Records provided below:

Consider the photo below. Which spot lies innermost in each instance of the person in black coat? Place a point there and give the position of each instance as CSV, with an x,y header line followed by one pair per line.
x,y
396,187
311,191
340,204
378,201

End of Records provided.

Instructions to follow >>
Every line in the material must be repeated verbatim.

The answer >>
Consider the photo below. Which spot lies innermost in each instance of the person in black coat? Place a point there and give the position of each instance as CSV, with an x,y header line followed by one pair per line.
x,y
396,187
311,191
340,204
378,201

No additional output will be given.